=== LISTED ENTRIES ===

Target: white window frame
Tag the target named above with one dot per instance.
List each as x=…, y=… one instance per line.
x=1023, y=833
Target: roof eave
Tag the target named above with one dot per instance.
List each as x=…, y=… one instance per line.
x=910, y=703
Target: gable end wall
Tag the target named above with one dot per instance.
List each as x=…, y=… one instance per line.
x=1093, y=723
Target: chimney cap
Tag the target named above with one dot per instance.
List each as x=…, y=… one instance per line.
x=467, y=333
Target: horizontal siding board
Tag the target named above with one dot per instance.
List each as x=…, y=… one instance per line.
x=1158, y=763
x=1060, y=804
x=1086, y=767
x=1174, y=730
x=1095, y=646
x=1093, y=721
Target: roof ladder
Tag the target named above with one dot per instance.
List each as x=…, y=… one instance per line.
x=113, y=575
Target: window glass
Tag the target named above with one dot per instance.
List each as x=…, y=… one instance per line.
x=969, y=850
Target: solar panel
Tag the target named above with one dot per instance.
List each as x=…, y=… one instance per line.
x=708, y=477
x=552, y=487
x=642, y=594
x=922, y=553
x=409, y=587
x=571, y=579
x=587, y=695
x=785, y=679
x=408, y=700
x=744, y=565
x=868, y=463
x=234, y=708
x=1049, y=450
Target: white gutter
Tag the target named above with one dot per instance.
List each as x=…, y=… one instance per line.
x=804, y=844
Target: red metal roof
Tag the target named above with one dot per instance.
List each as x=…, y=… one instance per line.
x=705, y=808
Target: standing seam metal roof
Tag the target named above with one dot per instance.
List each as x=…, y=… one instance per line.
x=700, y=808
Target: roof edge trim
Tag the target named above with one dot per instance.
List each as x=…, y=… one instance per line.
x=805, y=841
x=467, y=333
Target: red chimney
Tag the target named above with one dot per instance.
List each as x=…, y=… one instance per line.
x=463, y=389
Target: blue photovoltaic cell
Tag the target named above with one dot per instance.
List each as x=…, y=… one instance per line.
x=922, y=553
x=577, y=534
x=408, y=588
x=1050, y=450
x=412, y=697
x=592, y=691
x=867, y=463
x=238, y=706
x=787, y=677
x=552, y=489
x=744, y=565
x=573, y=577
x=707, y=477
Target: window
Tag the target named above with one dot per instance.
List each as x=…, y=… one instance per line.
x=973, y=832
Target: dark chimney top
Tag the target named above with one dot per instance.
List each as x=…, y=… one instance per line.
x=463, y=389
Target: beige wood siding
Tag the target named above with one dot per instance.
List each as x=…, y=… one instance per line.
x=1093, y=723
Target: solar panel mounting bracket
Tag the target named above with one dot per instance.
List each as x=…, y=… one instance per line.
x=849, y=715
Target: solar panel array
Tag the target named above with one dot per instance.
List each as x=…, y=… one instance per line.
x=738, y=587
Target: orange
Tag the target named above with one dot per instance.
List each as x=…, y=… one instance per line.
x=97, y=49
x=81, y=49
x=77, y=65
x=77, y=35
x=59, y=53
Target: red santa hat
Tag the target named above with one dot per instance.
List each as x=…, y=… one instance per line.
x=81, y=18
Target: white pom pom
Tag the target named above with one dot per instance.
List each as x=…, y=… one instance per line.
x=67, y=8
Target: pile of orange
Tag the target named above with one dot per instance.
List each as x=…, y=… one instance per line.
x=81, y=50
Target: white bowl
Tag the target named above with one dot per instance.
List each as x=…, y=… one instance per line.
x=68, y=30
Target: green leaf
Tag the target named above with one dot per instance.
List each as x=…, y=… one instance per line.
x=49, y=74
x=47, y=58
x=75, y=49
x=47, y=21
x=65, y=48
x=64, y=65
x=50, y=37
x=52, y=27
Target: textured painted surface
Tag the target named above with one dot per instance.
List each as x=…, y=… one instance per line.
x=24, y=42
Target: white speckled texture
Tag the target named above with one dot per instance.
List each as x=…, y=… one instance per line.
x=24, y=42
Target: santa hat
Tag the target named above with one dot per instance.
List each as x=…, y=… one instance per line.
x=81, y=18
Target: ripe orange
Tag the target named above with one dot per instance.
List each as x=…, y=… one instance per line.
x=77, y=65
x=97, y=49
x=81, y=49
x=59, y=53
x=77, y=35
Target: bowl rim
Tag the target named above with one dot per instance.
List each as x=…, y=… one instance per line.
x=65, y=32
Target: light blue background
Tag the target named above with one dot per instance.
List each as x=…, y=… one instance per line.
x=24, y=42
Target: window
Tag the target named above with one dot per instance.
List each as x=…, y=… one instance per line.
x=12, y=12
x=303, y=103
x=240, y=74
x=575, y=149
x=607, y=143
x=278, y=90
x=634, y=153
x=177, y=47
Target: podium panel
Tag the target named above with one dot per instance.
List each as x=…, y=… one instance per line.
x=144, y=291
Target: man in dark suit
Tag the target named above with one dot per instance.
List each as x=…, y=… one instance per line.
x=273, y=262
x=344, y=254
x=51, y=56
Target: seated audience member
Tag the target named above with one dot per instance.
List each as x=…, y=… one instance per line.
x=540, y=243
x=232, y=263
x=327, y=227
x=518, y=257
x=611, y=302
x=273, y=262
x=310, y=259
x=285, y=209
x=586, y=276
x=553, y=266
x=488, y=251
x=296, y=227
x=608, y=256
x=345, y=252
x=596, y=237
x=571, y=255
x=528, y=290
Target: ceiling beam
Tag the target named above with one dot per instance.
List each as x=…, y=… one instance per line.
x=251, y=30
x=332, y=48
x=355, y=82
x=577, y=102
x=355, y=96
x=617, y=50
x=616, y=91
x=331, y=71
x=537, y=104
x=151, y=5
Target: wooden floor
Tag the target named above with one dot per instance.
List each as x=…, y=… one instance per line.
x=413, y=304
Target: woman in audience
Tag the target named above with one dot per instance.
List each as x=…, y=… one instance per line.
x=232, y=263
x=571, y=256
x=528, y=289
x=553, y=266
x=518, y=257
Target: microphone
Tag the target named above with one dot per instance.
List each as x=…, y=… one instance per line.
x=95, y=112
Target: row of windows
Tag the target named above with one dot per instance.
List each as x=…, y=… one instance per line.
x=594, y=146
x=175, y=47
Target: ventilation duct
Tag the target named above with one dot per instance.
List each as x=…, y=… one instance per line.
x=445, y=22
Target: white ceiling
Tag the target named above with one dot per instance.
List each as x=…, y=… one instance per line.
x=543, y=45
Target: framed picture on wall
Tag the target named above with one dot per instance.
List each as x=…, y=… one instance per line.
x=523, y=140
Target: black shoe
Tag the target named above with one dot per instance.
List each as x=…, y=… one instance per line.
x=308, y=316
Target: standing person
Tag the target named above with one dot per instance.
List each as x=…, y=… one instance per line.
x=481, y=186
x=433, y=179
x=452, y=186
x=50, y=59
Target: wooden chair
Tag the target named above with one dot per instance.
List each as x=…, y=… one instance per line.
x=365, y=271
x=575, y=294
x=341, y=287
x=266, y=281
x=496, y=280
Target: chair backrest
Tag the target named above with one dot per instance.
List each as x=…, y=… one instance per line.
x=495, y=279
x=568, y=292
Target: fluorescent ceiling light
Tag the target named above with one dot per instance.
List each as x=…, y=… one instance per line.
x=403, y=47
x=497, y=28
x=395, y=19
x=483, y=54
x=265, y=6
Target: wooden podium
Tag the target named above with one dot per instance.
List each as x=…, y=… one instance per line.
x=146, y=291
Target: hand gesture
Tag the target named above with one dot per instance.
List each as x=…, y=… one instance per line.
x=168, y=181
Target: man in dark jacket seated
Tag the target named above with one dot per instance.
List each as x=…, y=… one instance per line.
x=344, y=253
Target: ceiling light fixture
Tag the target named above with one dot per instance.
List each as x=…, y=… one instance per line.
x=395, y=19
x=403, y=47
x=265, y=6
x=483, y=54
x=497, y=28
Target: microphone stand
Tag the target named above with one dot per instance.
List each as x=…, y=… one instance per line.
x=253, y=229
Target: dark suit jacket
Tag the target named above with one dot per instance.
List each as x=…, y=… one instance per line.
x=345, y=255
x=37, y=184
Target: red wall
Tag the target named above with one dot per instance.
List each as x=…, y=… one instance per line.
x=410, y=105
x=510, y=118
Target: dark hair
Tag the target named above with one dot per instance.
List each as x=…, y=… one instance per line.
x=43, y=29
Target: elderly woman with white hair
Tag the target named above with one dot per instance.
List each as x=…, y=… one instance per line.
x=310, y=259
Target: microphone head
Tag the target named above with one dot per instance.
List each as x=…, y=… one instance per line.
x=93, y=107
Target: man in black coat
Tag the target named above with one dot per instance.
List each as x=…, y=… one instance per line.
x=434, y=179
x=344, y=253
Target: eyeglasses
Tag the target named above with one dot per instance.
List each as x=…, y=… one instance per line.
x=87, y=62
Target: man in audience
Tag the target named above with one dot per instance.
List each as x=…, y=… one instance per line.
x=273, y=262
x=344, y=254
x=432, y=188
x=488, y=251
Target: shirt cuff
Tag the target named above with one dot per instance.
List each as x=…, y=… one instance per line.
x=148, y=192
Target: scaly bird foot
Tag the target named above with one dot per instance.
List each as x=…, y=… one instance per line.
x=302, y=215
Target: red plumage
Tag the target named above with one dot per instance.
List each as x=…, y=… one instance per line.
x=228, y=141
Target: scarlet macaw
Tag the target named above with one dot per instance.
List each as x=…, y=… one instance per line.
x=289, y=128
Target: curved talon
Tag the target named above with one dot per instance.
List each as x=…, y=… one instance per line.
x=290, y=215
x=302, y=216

===
=== LISTED ENTRIES ===

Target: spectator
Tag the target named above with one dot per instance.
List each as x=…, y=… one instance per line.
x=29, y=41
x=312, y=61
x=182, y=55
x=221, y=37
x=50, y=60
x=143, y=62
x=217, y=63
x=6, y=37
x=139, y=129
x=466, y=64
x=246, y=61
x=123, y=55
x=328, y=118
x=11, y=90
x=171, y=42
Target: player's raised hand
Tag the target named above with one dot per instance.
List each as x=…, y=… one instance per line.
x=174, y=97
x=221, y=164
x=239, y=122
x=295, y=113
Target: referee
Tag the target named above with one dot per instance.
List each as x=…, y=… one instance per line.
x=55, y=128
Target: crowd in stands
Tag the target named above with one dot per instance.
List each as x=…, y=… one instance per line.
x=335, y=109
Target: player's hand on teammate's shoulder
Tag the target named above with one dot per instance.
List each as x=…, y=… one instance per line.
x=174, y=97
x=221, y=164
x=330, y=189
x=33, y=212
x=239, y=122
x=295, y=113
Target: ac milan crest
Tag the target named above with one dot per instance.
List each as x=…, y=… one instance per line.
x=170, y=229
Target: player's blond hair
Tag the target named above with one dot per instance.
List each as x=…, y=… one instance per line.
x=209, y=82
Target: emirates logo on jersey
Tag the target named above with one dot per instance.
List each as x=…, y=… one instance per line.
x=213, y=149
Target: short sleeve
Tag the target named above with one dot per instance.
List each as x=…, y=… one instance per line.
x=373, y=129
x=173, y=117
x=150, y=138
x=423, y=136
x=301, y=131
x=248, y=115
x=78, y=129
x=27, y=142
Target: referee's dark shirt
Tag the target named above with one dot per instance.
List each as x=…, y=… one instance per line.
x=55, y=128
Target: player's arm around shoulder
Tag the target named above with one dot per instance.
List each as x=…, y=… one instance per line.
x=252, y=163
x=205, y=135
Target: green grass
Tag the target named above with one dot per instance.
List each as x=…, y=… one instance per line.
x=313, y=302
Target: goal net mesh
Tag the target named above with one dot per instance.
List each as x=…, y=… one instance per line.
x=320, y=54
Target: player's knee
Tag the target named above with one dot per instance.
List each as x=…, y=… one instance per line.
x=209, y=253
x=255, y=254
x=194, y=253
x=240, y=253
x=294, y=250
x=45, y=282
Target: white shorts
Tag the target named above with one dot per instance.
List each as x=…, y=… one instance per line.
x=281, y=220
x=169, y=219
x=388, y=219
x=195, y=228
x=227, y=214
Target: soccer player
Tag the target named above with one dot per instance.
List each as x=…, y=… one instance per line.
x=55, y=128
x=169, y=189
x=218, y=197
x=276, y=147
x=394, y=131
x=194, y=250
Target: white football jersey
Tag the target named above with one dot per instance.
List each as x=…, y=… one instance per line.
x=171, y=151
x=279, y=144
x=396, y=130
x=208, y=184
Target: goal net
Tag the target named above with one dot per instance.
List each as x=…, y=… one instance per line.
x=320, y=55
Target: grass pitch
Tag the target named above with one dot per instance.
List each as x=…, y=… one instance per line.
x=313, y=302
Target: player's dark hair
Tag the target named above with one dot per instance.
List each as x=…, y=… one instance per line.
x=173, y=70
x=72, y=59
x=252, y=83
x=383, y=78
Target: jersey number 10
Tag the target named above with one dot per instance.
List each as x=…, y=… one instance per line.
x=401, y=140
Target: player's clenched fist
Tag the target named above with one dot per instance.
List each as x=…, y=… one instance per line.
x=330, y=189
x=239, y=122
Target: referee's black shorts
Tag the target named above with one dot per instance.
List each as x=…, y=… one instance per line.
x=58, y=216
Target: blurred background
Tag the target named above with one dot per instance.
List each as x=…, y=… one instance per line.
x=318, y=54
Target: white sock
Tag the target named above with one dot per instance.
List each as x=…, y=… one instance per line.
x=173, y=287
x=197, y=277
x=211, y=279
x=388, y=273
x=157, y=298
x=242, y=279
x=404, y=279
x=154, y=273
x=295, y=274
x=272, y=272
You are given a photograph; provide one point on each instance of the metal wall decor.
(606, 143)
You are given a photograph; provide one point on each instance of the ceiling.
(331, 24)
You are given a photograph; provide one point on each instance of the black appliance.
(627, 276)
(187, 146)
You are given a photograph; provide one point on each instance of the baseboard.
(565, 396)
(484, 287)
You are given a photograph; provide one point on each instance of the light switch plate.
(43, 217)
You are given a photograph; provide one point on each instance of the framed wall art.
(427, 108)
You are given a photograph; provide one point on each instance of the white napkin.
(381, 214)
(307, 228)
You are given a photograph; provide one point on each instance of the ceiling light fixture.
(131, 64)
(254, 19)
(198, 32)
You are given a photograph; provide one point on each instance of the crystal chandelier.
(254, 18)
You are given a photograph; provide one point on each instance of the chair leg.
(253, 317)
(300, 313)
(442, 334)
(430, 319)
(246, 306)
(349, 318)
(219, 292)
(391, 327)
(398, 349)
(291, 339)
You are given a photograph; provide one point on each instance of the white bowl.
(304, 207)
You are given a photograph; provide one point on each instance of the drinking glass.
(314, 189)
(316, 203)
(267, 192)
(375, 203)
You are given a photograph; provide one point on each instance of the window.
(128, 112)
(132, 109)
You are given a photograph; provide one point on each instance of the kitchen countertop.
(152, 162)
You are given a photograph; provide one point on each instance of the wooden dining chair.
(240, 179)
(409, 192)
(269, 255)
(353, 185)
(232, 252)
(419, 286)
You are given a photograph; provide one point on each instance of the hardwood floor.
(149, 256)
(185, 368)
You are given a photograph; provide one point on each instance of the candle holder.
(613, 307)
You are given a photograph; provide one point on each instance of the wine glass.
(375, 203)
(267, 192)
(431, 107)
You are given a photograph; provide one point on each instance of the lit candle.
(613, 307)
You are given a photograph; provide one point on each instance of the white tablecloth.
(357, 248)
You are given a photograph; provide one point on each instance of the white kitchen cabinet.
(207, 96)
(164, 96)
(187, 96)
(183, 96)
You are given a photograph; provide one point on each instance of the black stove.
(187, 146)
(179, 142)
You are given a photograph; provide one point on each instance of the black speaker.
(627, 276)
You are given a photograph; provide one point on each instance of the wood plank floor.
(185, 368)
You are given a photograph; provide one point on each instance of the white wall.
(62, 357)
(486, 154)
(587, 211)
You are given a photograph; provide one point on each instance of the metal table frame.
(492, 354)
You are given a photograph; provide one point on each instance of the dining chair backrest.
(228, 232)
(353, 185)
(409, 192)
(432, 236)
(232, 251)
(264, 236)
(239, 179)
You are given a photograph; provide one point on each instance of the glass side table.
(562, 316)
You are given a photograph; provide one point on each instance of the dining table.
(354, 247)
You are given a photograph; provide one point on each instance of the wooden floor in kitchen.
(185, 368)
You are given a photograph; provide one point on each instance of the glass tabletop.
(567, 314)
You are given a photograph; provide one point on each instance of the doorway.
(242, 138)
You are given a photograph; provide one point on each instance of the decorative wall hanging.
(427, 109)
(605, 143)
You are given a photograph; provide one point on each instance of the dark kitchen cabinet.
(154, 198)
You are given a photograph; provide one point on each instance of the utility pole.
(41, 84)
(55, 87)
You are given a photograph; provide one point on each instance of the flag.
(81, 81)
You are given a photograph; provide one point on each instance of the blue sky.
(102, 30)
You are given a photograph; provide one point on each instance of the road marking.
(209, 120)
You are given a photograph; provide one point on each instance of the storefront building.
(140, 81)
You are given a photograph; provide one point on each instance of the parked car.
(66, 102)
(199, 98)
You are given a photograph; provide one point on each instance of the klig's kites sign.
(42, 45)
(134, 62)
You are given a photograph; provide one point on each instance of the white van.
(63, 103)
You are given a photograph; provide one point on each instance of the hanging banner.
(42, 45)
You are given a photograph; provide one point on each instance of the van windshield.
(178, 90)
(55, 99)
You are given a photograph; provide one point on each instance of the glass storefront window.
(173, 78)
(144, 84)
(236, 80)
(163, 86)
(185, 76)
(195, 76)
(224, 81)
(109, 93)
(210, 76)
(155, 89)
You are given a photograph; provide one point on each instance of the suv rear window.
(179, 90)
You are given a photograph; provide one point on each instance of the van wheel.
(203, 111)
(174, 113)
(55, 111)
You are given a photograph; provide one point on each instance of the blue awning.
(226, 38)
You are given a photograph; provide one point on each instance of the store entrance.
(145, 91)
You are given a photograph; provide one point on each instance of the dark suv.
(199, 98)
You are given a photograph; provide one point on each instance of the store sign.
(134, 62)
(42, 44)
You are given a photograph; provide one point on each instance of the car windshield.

===
=== LISTED ENTRIES ===

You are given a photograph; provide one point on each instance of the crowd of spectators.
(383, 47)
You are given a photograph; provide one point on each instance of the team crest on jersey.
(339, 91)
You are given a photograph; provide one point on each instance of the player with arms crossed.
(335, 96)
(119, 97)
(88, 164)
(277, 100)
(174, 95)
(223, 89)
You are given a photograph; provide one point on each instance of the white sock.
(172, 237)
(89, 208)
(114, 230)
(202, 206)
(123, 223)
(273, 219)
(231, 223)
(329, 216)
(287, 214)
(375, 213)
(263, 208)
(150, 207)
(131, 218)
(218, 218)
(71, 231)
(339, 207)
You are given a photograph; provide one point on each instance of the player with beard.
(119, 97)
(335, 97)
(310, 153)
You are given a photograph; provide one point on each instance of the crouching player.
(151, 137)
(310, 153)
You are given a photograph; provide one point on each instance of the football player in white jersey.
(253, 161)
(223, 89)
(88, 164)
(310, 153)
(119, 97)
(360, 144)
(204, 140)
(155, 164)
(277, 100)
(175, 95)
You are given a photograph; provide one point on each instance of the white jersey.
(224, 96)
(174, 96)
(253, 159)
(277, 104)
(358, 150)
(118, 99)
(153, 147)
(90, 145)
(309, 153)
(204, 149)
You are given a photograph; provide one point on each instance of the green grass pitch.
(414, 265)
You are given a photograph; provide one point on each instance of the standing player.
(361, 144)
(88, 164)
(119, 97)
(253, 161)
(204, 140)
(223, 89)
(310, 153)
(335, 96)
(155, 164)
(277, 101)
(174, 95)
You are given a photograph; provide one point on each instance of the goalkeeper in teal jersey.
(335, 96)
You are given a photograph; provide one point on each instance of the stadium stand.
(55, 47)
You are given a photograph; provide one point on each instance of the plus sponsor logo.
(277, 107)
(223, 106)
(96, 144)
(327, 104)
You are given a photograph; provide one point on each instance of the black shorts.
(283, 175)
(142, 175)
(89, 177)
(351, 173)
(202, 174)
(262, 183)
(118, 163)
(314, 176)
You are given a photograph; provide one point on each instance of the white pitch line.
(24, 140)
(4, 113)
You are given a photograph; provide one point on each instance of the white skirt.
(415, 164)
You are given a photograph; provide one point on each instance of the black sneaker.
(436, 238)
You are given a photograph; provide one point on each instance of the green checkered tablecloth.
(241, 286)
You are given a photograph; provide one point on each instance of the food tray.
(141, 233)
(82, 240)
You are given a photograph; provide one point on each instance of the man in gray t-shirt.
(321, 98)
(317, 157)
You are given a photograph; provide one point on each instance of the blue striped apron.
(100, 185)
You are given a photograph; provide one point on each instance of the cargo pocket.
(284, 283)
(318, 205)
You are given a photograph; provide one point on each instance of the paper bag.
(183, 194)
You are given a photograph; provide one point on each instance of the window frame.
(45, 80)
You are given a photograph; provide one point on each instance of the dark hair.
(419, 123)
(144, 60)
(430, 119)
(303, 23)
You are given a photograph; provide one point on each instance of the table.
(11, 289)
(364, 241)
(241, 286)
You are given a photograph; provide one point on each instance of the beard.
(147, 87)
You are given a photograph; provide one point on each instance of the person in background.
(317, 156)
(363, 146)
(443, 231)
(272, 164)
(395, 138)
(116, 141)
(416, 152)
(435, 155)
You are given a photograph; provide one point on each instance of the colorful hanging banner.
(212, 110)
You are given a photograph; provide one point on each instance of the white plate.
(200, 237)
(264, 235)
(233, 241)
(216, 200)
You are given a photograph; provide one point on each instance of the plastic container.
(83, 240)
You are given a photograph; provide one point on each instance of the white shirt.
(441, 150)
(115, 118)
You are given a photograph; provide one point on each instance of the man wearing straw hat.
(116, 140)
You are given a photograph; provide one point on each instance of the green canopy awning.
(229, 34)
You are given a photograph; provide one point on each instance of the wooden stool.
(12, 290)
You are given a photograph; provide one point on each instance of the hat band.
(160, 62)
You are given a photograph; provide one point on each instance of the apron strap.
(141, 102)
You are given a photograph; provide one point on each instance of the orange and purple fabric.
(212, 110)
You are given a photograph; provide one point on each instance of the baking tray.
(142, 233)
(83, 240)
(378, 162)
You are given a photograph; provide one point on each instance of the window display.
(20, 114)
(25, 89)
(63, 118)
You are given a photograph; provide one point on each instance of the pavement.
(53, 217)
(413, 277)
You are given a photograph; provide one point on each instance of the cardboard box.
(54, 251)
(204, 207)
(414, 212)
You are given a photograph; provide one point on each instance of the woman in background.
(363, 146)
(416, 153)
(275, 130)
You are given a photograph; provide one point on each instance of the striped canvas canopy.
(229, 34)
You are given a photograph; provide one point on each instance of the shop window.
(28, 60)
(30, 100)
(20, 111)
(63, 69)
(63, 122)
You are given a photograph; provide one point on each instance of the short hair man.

===

### WHAT THE TASK REQUIRES
Search the entries for the word "solar" and pick out every line that holds it.

### RESULT FOR THIS EXERCISE
Target: solar panel
Target: solar panel mounting bracket
Target: solar panel array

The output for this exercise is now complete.